Maria Teresa Horta: "Se chegar aos 100 anos, hão de continuar a dizer-me que queimei sutiãs. Não queimámos nada"
Começo de Conversa
Maria Teresa Horta
Na primeira entrevista a que damos o nome de Começo de Conversa, Maria Teresa Horta toma a palavra. Esta mulher tem passado a vida a trazer novidades à literatura portuguesa e agora tem mais três. Uma é a reedição do romance Ema, que tinha sido publicado em 1984 e estava fora do mercado, esgotado. Outra é a publicação em França, com lançamento no Museu de Cluny, em Paris, de A Dama e o Unicórnio, um livro de poesia sobre as gravuras das tapeçarias daquele conjunto. E finalmente o Prémio Stephen Spender, do jornal britânico The Guardian, para a tradução, que ganhou em 2016. Muitas novidades. Começamos por falar de Ema.
É importante para um autor que tem um livro esgotado há anos que esse livro, de que ainda por cima gosta especialmente, seja reeditado. A minha editora, a D. Quixote, tem o plano de reeditar a minha obra, que está praticamente toda esgotada. Incluindo a poesia, que na maioria está, até 2006, numa antologia, mas a partir daí não. A Dama e o Unicórnio e as Feiticeiras, que já saíram depois disso, não estão incluídos. Para um autor, é muito importante ver cá fora um livro que não existia nas livrarias, não existia para os leitores. Existe para o escritor, temos o livro em casa, temos os amigos, mas os leitores não sabem onde encontrar o livro.
Trata-se de um livro que tem um tema de uma atualidade infeliz, a violência sobre as mulheres. No caso, a violência dentro do casal.

····················

** TAREFAS PROPOSTAS **
A - Segundo a entrevista, em que ano foi publicado pela primeira vez o romance Ema?
B - Contabilize as linhas que contêm a palavra "shirt" e indique somente esse número.
A entrevista e as linhas não têm qualquer relação entre si.

····················

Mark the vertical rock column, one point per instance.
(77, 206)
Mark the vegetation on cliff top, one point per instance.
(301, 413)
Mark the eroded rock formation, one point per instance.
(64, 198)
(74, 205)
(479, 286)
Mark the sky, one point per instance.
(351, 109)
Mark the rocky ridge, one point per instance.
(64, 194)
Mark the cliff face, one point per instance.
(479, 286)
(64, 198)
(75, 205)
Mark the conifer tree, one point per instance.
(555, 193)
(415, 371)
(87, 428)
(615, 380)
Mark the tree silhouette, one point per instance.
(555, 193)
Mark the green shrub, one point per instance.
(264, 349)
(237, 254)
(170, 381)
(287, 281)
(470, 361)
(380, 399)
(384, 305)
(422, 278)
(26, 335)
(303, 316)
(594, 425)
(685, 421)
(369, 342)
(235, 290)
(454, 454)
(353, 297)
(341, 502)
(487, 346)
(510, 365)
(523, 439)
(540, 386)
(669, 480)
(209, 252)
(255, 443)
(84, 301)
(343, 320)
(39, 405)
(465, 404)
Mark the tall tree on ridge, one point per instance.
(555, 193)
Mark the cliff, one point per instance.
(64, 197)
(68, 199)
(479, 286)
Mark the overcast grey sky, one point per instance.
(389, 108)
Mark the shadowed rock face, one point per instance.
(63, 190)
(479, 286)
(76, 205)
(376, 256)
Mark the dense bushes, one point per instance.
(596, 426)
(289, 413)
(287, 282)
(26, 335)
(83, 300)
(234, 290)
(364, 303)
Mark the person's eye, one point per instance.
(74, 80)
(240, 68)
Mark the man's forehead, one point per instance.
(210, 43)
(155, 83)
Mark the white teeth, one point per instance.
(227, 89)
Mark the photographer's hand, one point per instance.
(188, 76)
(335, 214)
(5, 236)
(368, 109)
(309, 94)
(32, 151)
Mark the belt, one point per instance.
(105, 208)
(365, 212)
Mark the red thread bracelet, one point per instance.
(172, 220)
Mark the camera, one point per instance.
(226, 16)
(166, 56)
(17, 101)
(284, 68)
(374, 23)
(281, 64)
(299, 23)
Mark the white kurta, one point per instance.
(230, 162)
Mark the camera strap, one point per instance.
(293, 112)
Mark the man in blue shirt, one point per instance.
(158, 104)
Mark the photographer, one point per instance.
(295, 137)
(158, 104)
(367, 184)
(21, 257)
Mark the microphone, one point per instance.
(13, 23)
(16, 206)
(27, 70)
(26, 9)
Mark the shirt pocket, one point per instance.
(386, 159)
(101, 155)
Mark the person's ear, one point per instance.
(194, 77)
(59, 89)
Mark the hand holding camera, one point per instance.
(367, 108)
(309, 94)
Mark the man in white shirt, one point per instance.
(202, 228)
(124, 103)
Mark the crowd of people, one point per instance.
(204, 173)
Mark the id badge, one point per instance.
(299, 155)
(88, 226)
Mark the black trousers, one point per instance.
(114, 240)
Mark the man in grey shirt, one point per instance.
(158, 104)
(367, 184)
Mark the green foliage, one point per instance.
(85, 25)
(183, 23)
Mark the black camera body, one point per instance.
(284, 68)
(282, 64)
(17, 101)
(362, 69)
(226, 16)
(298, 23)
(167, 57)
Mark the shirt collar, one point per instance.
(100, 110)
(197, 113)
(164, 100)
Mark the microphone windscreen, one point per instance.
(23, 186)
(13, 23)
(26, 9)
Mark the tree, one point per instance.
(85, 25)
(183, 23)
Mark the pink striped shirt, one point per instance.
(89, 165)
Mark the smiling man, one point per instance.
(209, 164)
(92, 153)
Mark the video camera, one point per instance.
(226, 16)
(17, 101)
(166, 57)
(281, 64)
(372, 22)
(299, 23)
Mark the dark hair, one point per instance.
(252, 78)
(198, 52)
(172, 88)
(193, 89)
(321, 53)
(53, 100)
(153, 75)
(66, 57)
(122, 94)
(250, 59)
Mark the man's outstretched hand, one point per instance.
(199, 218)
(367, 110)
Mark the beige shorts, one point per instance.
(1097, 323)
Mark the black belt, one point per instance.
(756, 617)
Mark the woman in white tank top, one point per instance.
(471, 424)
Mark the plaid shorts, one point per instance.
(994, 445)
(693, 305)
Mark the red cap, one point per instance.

····················

** LISTA DE RESPOSTAS **
A - Em 1984.

B - 6